Work to be completed: Convert every line of the items below into a numbered list, skipping blank lines and leaving the pictures out.

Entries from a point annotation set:
## start
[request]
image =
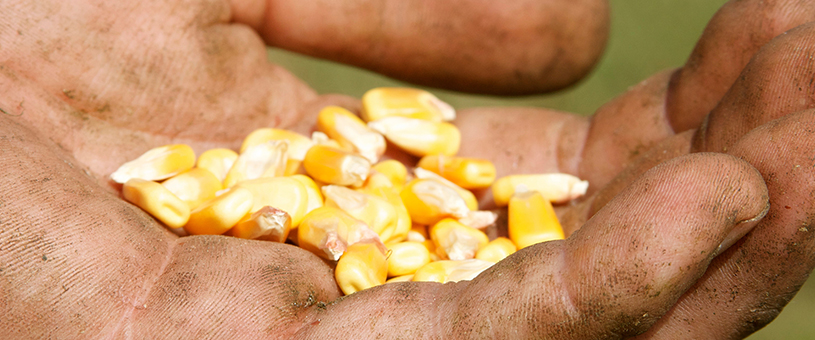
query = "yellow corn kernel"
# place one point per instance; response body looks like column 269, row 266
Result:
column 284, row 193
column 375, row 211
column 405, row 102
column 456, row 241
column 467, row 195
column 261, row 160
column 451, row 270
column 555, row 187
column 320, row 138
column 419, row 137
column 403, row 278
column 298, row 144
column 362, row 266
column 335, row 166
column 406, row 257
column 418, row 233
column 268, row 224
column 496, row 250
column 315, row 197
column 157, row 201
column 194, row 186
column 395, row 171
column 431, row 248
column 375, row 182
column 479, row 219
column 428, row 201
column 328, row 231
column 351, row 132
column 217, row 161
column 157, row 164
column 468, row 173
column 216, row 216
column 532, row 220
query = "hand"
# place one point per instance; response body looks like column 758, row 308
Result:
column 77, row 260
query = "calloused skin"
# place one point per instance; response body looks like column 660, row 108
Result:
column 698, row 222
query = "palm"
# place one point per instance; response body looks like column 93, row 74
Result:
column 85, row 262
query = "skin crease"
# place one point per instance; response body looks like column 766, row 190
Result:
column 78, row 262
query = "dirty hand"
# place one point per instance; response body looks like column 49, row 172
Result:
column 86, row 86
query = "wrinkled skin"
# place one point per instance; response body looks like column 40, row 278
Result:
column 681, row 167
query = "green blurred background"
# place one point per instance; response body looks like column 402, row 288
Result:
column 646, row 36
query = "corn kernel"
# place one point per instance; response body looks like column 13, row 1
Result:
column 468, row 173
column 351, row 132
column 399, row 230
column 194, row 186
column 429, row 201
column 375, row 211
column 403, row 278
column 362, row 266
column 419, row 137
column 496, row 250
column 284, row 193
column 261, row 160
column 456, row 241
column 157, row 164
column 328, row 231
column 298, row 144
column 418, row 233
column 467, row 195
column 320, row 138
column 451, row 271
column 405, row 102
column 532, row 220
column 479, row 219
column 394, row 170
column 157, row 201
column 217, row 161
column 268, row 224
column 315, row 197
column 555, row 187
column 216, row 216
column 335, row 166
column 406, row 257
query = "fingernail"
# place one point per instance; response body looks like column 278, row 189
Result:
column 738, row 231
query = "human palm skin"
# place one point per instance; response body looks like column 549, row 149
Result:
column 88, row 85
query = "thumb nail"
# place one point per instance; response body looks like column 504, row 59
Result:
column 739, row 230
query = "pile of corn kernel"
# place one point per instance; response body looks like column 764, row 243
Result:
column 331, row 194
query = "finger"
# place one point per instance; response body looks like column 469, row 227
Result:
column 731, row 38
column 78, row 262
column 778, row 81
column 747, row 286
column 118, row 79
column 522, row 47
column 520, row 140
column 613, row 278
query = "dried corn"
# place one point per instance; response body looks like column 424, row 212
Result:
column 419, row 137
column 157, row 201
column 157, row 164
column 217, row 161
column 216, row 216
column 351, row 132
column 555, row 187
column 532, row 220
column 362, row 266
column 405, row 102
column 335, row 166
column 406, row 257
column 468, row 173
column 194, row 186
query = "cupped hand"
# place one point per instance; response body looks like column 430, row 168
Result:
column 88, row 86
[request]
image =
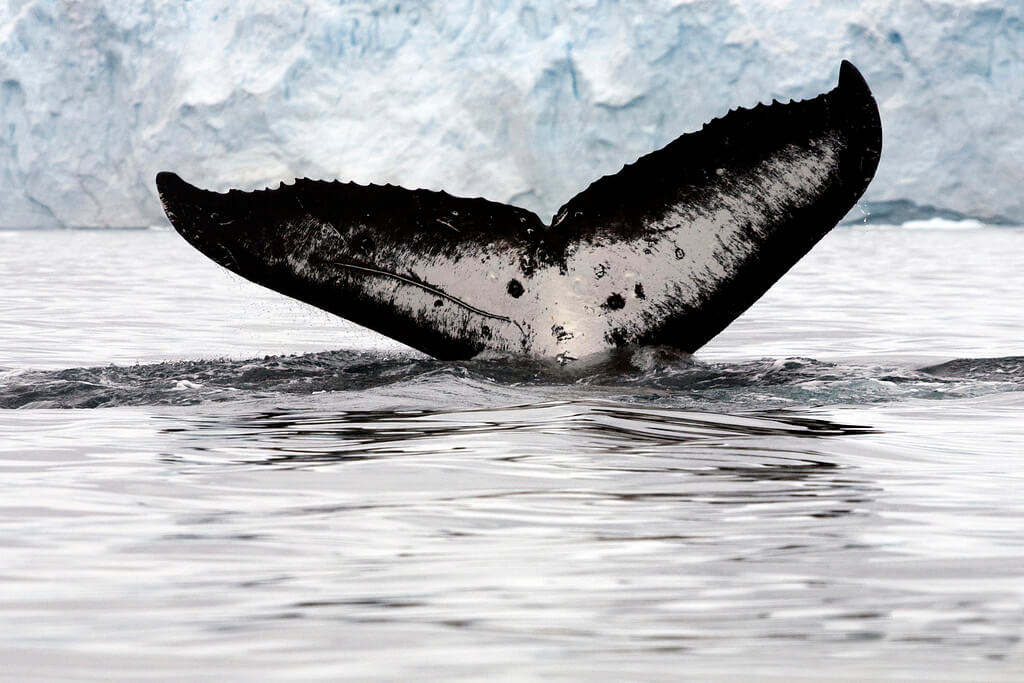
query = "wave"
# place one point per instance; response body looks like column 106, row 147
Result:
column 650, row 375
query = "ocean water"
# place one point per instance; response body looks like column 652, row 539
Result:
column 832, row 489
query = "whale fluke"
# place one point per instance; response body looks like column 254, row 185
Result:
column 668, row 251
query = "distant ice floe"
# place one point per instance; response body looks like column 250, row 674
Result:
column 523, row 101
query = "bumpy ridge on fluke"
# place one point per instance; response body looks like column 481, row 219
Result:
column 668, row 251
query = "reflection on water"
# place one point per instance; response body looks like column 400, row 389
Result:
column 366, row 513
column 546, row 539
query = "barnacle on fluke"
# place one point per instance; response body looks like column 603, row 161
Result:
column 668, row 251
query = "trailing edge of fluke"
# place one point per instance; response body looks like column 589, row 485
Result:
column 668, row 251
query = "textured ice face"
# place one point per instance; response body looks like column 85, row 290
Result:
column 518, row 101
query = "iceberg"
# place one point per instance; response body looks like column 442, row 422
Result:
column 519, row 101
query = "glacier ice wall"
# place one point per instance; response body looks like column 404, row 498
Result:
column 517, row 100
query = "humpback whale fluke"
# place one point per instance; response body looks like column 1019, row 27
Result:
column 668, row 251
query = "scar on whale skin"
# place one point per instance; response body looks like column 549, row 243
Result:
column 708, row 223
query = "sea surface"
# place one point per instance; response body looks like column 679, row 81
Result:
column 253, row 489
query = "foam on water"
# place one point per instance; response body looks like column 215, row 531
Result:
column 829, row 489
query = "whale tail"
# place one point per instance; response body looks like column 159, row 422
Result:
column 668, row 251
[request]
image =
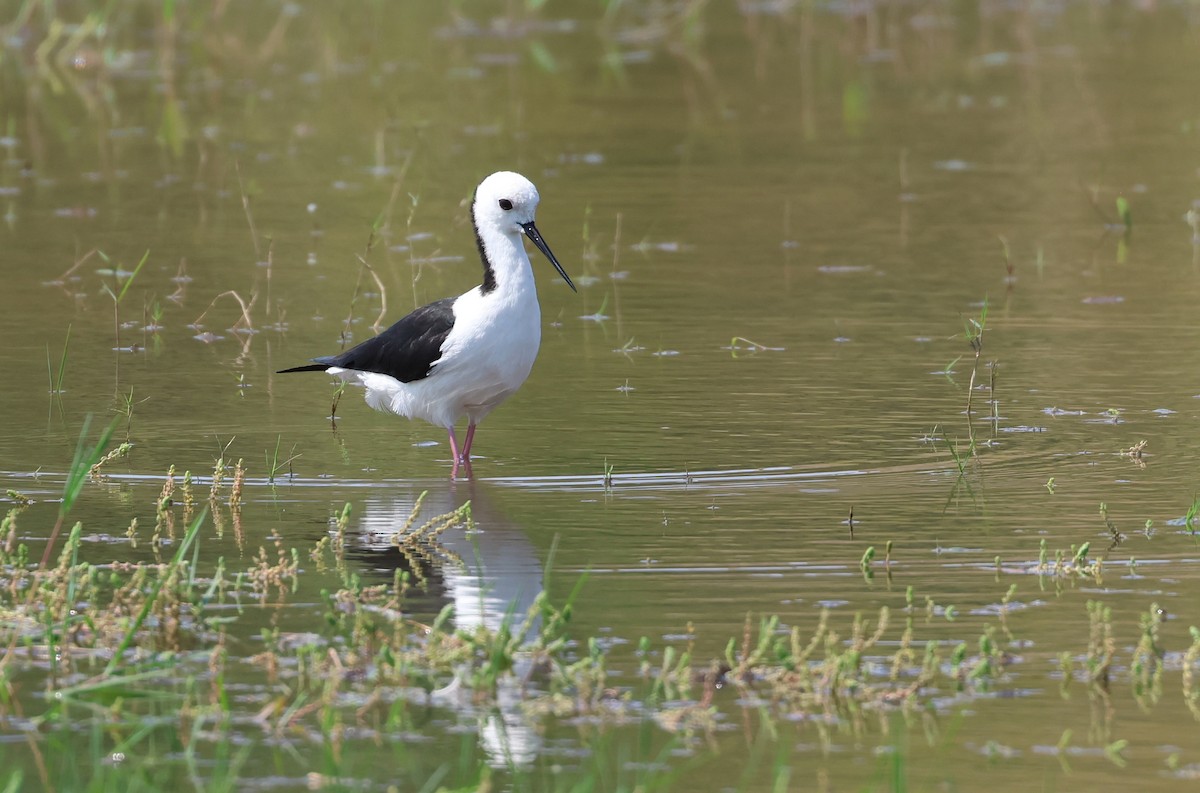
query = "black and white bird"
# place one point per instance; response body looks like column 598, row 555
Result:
## end
Written solution:
1. [request]
2. image =
3. query = "yellow corn kernel"
4. # place one point per instance; response body looks like column 269, row 266
5. Result:
6. column 284, row 193
7. column 375, row 211
8. column 405, row 102
9. column 456, row 241
10. column 467, row 195
11. column 261, row 160
12. column 451, row 270
13. column 555, row 187
14. column 320, row 138
15. column 419, row 137
16. column 403, row 278
17. column 298, row 144
18. column 362, row 266
19. column 335, row 166
20. column 406, row 257
21. column 418, row 233
22. column 268, row 224
23. column 496, row 250
24. column 315, row 197
25. column 157, row 201
26. column 194, row 186
27. column 395, row 171
28. column 431, row 248
29. column 375, row 182
30. column 479, row 219
31. column 428, row 201
32. column 328, row 231
33. column 351, row 132
34. column 217, row 161
35. column 157, row 164
36. column 468, row 173
37. column 216, row 216
38. column 532, row 220
39. query = "hand"
40. # place one point per instance; response body looks like column 758, row 308
41. Result:
42. column 77, row 260
43. query = "calloused skin"
44. # place one point per instance; response body looks like column 660, row 108
45. Result:
46. column 698, row 222
47. query = "palm"
48. # place one point per instance; response body looks like column 93, row 74
49. Result:
50. column 85, row 262
51. query = "skin crease"
52. # place one point per instance; response body looks like column 766, row 190
53. Result:
54. column 78, row 262
55. query = "dirty hand"
56. # place one point per instance; response body looks like column 49, row 172
57. Result:
58. column 86, row 86
59. query = "wrinkled skin"
60. # place one point per instance; response body looks like column 40, row 278
61. Result:
62. column 681, row 167
63. query = "green blurred background"
64. # place one point per instance; response body looks like column 402, row 288
65. Result:
66. column 646, row 36
67. query = "corn kernel"
68. # place one point per instance; response body looks like column 13, row 1
69. Result:
70. column 468, row 173
71. column 351, row 132
72. column 399, row 230
73. column 194, row 186
74. column 429, row 201
75. column 375, row 211
76. column 403, row 278
77. column 362, row 266
78. column 419, row 137
79. column 496, row 250
80. column 284, row 193
81. column 261, row 160
82. column 456, row 241
83. column 157, row 164
84. column 328, row 231
85. column 298, row 144
86. column 418, row 233
87. column 467, row 195
88. column 320, row 138
89. column 451, row 271
90. column 405, row 102
91. column 532, row 220
92. column 479, row 219
93. column 394, row 170
94. column 157, row 201
95. column 217, row 161
96. column 268, row 224
97. column 315, row 197
98. column 555, row 187
99. column 216, row 216
100. column 335, row 166
101. column 406, row 257
102. query = "fingernail"
103. # place one point per instance; response body looks like column 278, row 189
104. Result:
105. column 738, row 231
106. query = "human palm skin"
107. # place one point per instance; response body looks like column 549, row 149
108. Result:
109. column 88, row 85
110. query = "thumb nail"
111. # place one point per instance; response body looks like column 504, row 59
112. Result:
113. column 739, row 230
114. query = "pile of corn kernel"
115. # place one point per instance; response body looks like column 764, row 243
116. Result:
117. column 331, row 194
118. query = "finger"
119. # place one point per instance; response body looks like column 469, row 227
120. Result:
121. column 731, row 38
122. column 78, row 262
123. column 778, row 81
124. column 747, row 286
125. column 118, row 79
126. column 522, row 47
127. column 520, row 140
128. column 613, row 278
129. query = "dried corn"
130. # place one point per instance; response body looks like column 424, row 212
131. Result:
132. column 419, row 137
133. column 157, row 201
134. column 157, row 164
135. column 217, row 161
136. column 216, row 216
137. column 351, row 132
138. column 555, row 187
139. column 532, row 220
140. column 362, row 266
141. column 405, row 102
142. column 335, row 166
143. column 406, row 257
144. column 468, row 173
145. column 194, row 186
146. query = "cupped hand"
147. # place one point per instance; response body looks like column 430, row 168
148. Result:
149. column 88, row 86
150. [request]
151. image =
152. query = "wave"
153. # place one point per instance; response body looks like column 106, row 147
154. Result:
155. column 650, row 375
156. query = "ocean water"
157. # place one point per instance; response body looks like column 652, row 539
158. Result:
159. column 832, row 489
160. query = "whale fluke"
161. # place one point per instance; response body looks like column 254, row 185
162. Result:
163. column 668, row 251
164. query = "distant ice floe"
165. # place one point per instance; response body looks like column 250, row 674
166. Result:
167. column 523, row 101
168. query = "bumpy ridge on fluke"
169. # place one point per instance; response body looks like column 481, row 219
170. Result:
171. column 668, row 251
172. query = "reflection on water"
173. # place one point per instance; response body looks like column 400, row 389
174. Result:
175. column 366, row 513
176. column 546, row 539
177. query = "barnacle on fluke"
178. # place one point per instance; response body looks like column 603, row 161
179. Result:
180. column 668, row 251
181. query = "trailing edge of fluke"
182. # place one point per instance; response body looks like column 589, row 485
183. Result:
184. column 668, row 251
185. query = "textured ice face"
186. # place one point per instance; response body looks like column 85, row 290
187. Result:
188. column 518, row 101
189. query = "iceberg"
190. # place one point per instance; response body looks like column 442, row 422
191. Result:
192. column 519, row 101
193. query = "glacier ice wall"
194. # place one point per instance; response body looks like column 404, row 498
195. Result:
196. column 517, row 100
197. query = "humpback whale fluke"
198. # place one point per instance; response body looks like column 1019, row 27
199. Result:
200. column 668, row 251
201. query = "scar on whale skin"
202. # place one point per instance; response body looks like column 549, row 243
203. Result:
204. column 708, row 223
205. query = "sea surface"
206. # place one point per instance; response body looks like column 679, row 81
207. Result:
208. column 253, row 489
209. query = "foam on water"
210. # place one point per instance; response body looks like column 215, row 531
211. Result:
212. column 829, row 489
213. query = "whale tail"
214. # place one point per instance; response body looks like column 159, row 422
215. Result:
216. column 668, row 251
217. [request]
218. image =
219. query = "black and white bird"
220. # place one point per instance; response body looks like column 598, row 555
221. Result:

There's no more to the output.